• WHAT YOU NEED TO DO:
Output every entry exactly as written.

(Pointing dataset excerpts)
==================================================

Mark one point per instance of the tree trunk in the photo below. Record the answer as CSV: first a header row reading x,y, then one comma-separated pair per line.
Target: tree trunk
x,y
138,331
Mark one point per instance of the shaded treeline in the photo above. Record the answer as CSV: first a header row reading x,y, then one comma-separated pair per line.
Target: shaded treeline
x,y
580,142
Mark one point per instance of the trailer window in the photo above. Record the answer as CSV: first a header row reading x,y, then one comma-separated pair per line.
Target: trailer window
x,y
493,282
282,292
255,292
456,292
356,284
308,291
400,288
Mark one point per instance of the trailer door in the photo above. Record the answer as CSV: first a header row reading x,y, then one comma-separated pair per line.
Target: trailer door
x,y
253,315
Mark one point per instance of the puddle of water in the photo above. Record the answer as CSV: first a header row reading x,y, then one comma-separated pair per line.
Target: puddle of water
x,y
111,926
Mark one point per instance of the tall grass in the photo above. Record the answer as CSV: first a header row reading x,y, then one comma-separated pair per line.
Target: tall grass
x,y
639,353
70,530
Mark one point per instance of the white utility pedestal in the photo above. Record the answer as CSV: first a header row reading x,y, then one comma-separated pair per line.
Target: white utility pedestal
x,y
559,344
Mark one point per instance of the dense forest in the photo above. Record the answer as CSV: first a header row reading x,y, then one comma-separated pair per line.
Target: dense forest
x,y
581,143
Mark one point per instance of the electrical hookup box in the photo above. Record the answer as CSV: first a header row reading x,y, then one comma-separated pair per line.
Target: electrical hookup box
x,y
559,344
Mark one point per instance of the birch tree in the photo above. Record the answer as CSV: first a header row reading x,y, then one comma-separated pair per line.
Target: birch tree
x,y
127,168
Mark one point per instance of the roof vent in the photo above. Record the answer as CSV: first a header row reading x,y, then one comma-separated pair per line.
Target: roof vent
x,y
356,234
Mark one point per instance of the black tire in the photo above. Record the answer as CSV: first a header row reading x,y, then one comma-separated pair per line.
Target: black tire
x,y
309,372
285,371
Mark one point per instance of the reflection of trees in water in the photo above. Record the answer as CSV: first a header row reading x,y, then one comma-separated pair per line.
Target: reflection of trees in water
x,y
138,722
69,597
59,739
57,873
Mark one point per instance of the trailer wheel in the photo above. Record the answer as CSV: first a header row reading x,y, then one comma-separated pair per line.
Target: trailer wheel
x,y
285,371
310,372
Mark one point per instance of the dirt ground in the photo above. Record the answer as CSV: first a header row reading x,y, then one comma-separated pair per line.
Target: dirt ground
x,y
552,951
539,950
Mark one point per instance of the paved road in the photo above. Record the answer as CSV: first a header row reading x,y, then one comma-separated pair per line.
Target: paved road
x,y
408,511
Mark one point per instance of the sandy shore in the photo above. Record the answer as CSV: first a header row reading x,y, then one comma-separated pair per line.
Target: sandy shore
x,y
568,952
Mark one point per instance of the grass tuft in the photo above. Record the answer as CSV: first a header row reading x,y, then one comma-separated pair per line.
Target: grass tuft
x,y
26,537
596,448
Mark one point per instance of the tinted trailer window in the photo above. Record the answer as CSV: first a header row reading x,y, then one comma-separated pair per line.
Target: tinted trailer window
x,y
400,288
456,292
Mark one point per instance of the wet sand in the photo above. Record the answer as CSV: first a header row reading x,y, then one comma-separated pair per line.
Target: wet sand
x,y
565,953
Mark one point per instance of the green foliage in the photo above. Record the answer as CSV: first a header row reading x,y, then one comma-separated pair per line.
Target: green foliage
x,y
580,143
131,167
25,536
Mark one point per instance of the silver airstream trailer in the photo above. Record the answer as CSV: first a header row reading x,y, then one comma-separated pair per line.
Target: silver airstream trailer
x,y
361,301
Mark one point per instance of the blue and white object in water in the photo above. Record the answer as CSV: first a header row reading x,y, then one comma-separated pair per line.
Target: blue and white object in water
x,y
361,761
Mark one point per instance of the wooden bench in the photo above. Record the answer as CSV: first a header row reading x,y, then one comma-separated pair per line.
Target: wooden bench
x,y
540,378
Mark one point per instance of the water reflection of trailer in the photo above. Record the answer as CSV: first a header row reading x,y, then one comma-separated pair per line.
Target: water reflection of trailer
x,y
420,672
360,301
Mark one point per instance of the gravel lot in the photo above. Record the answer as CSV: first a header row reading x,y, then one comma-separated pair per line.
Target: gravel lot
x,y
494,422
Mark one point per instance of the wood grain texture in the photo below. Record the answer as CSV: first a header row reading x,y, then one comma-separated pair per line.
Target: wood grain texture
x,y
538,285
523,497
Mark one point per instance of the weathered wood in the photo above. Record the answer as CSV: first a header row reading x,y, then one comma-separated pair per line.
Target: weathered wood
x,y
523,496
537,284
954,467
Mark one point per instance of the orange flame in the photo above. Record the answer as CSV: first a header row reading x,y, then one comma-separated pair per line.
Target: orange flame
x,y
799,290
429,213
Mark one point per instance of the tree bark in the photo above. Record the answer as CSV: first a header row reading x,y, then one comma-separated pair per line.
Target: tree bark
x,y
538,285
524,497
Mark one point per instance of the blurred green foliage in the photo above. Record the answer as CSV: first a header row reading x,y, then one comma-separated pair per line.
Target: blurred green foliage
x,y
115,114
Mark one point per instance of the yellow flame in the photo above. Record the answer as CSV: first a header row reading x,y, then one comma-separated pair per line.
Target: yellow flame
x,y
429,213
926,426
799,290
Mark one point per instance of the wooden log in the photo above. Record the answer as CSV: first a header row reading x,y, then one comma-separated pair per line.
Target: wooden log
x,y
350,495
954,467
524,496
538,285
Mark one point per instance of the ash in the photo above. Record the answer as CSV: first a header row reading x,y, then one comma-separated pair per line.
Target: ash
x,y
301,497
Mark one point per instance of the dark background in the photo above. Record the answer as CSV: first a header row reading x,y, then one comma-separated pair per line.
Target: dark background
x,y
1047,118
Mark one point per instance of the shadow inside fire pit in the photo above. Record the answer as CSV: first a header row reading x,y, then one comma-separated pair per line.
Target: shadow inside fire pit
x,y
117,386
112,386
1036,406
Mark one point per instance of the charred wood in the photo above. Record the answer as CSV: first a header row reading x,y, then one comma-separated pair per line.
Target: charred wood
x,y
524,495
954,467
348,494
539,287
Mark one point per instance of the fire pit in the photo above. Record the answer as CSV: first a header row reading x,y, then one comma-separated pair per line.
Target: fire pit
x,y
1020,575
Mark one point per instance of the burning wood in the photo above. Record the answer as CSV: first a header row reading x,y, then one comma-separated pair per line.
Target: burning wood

==================================================

• THE OUTPUT:
Mark one point per instance of the tree trunk in the photo below. Record the answer as CSV: first a header row reading x,y, then one comma-separated pair per line.
Target: tree trunk
x,y
138,331
Mark one point per instance of the shaded treeline in the photo above. Record the answer as CSV: first a header row reading x,y, then one comma-separated pair per line.
Target: shaded treeline
x,y
580,142
Mark one point per instance of the trailer window in the photo above. Record the answer as CSV: first a header row reading x,y, then one comma-separated pair per line.
Target: trailer window
x,y
493,282
282,292
255,292
456,292
356,284
308,291
400,288
Mark one point per instance of the trailer door in the photo above. Record the answer as CSV: first a header row reading x,y, then one comma-separated pair per line.
Target: trailer door
x,y
253,315
Mark one point per instance of the puddle of water in the photo above. Record the answer as CSV: first a header row reading x,y, then one comma-separated pair per line.
Target: puddle of water
x,y
111,926
Mark one point per instance of the tall grass in the photo above. Record the answer as CSV: first a header row reading x,y, then one comma-separated pair per line.
Target: tall grass
x,y
639,353
70,530
Mark one point per instance of the white utility pedestal in the photo above. Record the answer as CSV: first a header row reading x,y, then one comma-separated pair per line.
Target: white utility pedestal
x,y
559,344
Mark one point per instance of the dense forest in the photo above. Record the answer as CSV: first a header row reading x,y, then one comma-separated pair per line.
Target: dense forest
x,y
581,143
Mark one point per instance of the electrical hookup box in the photo above. Record the answer as CSV: first a header row reading x,y, then one comma-separated pair per line.
Target: electrical hookup box
x,y
559,344
Mark one point per instance of the birch tree in the photo above. Record the answer as CSV: first a header row reading x,y, then one comma-separated pair per line.
Target: birch tree
x,y
127,168
Mark one point per instance of the roof vent in the photo above. Record the answer as CSV: first a header row reading x,y, then one comma-separated pair per line.
Target: roof vent
x,y
356,234
Mark one point per instance of the black tire in the photo above. Record the answer as CSV: first a header row reading x,y, then one comma-separated pair per line.
Target: black tire
x,y
309,372
285,371
Mark one point per instance of the reflection of trees in water in the photo above. Record the answer as CSV: first a header row reading x,y, then one comma-separated pair per line.
Target: reflection of trees in water
x,y
138,722
69,597
59,739
57,873
Mark one point per instance of the trailer wheel in the photo above. Record the answer as CSV: first a header row reading x,y, then one comma-separated pair per line.
Target: trailer wheel
x,y
285,371
310,372
Mark one point per instance of the dirt ground in the photo above. Record the answer as CSV: first a header row reading x,y, then one comma-separated pair per line.
Target: dirt ground
x,y
552,951
539,950
Mark one point per instance of the paved road in the photo above. Record the answer as CSV: first a header row reading x,y, then one comma-separated pair per line.
Target: paved road
x,y
408,511
Mark one point per instance of the sandy shore in the photo above. Record the answer as CSV: first a header row reading x,y, then one comma-separated pair per line.
Target: sandy shore
x,y
568,952
Mark one point per instance of the grass tuft in the photo above. Record the answer as CSV: first a header row reading x,y, then one comma-separated pair per line.
Target: grass tuft
x,y
26,537
596,448
Mark one point per instance of the tinted trailer window in the photo above. Record the answer as CSV: first a header row reading x,y, then one comma-separated pair per line.
Target: tinted trailer window
x,y
400,288
456,292
Mark one point per instance of the wet sand in the photo above. Record the answer as CSV: first a header row reading x,y, then one comma-separated pair per line.
Target: wet sand
x,y
565,953
Mark one point per instance of the green foliage in the photo above. Record the answer as CSV: first a header row reading x,y, then one comma-separated pair per line.
Target: green foliage
x,y
580,143
131,167
25,536
Mark one point per instance of the silver airstream trailer in the photo above. Record the answer as CSV: first a header row reading x,y, then one comma-separated pair per line.
Target: silver airstream trailer
x,y
361,301
Mark one point per instance of the blue and white object in water in the photo above. Record the answer as CSV: first a header row reading x,y, then one comma-separated pair per line.
Target: blue and white object in water
x,y
361,761
Mark one point per instance of the wooden bench in the photo above. Record the answer as CSV: first a header row reading x,y, then one comma-separated pair per line.
Target: wooden bench
x,y
540,378
Mark one point per instance of the water reflection of trailer in the photo above. Record the answer as CSV: first a header row reading x,y, then one comma-separated pair per line.
Target: water reflection of trailer
x,y
420,672
360,301
Mark one point per instance of the gravel lot in the photo above. Record the answer as CSV: first a header row reading x,y, then one comma-separated pair per line.
Target: gravel lot
x,y
494,422
Mark one point per instance of the wood grain texture in the photo below. Record the answer as CSV: first a header row reading x,y, then one comma-separated pair per line.
Target: wood grain texture
x,y
538,285
523,497
Mark one point per instance of the weathered wood in the photo above. Record the answer as CSV: first a header row reading x,y, then one comma-separated pair per line.
Target: weathered wood
x,y
523,496
537,284
954,467
Mark one point per instance of the orange flame in the photo above. Record the answer as CSV: first a header row reading x,y, then one comma-separated pair per line.
Target: orange flame
x,y
799,290
429,213
Mark one point per instance of the tree bark in the photo above. Record the answer as CSV: first a header row reading x,y, then one comma-separated pair per line.
Target: tree bark
x,y
538,285
524,497
Mark one point per instance of the blurred green foliage in the photo above. Record the answer as CSV: first a header row reading x,y, then one comma-separated pair per line.
Target: blurred green foliage
x,y
115,114
Mark one point per instance of the yellow flame in the photo above. Record the answer as CSV: first a header row reading x,y, then one comma-separated pair per line.
Target: yellow flame
x,y
429,213
926,426
799,290
Mark one point per instance of the wooden log in the photo above. Record the answer as CSV: first a header row reading x,y, then one comma-separated pair per line.
Target: wooden log
x,y
350,495
954,467
524,496
538,285
Mark one point per instance of the ash in the photo above. Record the answer as CSV: first a header row reading x,y, then one comma-separated pair per line.
Target: ash
x,y
301,497
Mark one point per instance of the dark background in the photo above. Record the answer as CSV: first a header row reading x,y, then one comma-separated pair per line.
Target: dark background
x,y
1047,118
Mark one point per instance of the shadow inside fire pit in the photo above. Record the answer as CSV: first a header row reading x,y, then one comma-separated pair per line.
Target: shadow inside fire pit
x,y
117,386
112,386
1036,406
Mark one point per instance of the charred wood in the photo above. Record the answer as CSV: first a header row reading x,y, then one comma-separated pair per line.
Target: charred wood
x,y
524,495
954,467
348,494
539,287
Mark one point per instance of the fire pit in the photo above. Record the answer as CSV: first a header row reading x,y, then one comma-separated pair per line.
Target: fire pit
x,y
1020,575
Mark one point per instance of the burning wood in the photo above. Record the answer as CSV: first a header row reading x,y, then one comma-separated pair per line.
Target: burning wood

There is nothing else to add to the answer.